### Document passage
Zurich's public institutions are sitting on a growing problem: thousands of duplicate photographs, scans, and digital images clogging municipal and academic archives — and the people responsible for managing them are increasingly vocal about the cost.
The issue has sharpened in 2026 partly because of a city-wide digitisation push that accelerated after the 2020 pandemic and has not slowed since. The Stadtarchiv Zürich, located on Neumarkt in the Altstadt, has been a focal point. Archivists there have publicly discussed the challenge of ingesting large batches of donated photographic material — often scanned multiple times by different departments — without a unified deduplication protocol in place. The result is ballooning storage overhead and, more seriously, inconsistent cataloguing that can mislead researchers.
ETH Zürich's library services have raised similar concerns. The institution's image collections, used by researchers across Rämistrasse and beyond, reportedly contain substantial proportions of near-identical files generated during bulk scanning projects. Librarians and digital preservation specialists have flagged this at recent professional conferences as a systemic, not incidental, problem.
What the Experts Are Telling Administrators
Digital preservation professionals in Switzerland are converging on a few points. First, the problem is not unique to Zurich — institutions in Basel and Bern face comparable situations — but Zurich's scale makes it more acute. The city's Informatik-Dienste, the municipal IT directorate that oversees infrastructure for dozens of city departments, has been in consultation with archivists about deploying hash-based deduplication tools that compare image files at the binary level rather than by filename or metadata alone.

[Point localization data]
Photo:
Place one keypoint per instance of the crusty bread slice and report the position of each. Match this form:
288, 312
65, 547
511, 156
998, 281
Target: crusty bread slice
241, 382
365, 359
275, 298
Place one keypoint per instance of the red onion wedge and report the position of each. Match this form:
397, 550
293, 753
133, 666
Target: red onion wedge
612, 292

### Assigned task 1
In the article on duplicate images in Zurich archives, what do the hash-based deduplication tools under discussion compare image files by?
### Assigned task 2
Continue the article on duplicate images in Zurich archives from the point where it stops.

### Exercise output 1
They compare image files at the binary level rather than by filename or metadata alone.

### Exercise output 2
The stakes extend beyond storage costs. Swiss federal regulations under the Archivgesetz require that public records be preserved in a form that is authentic and traceable. Duplicate images with conflicting metadata tags can raise legal questions about which version constitutes the authoritative record — a concern that legal archivists at the Universität Zürich's rechtswissenschaftliche Fakultät have discussed in published guidance this year.
Costs are not trivial. Cloud and on-premise storage for large institutional archives in Switzerland runs, by industry estimates for 2025-2026, at roughly CHF 0.02 to CHF 0.05 per gigabyte per month for primary storage tiers. For an institution holding several hundred terabytes of image data — a plausible figure for a combined academic and municipal archive — duplicate content estimated at even 15 to 20 percent of the total represents a meaningful recurring expense.
Calls for a Shared City Standard
The loudest calls right now are for coordination. Specialists working with both the Zentralbibliothek Zürich, on Zähringerplatz, and with private donors who contribute historical photographs to the city's collections have argued that Zurich needs a binding technical standard for image ingest — one that runs automated duplicate checks at the point of upload rather than attempting retrospective cleaning of archives that already contain millions of files.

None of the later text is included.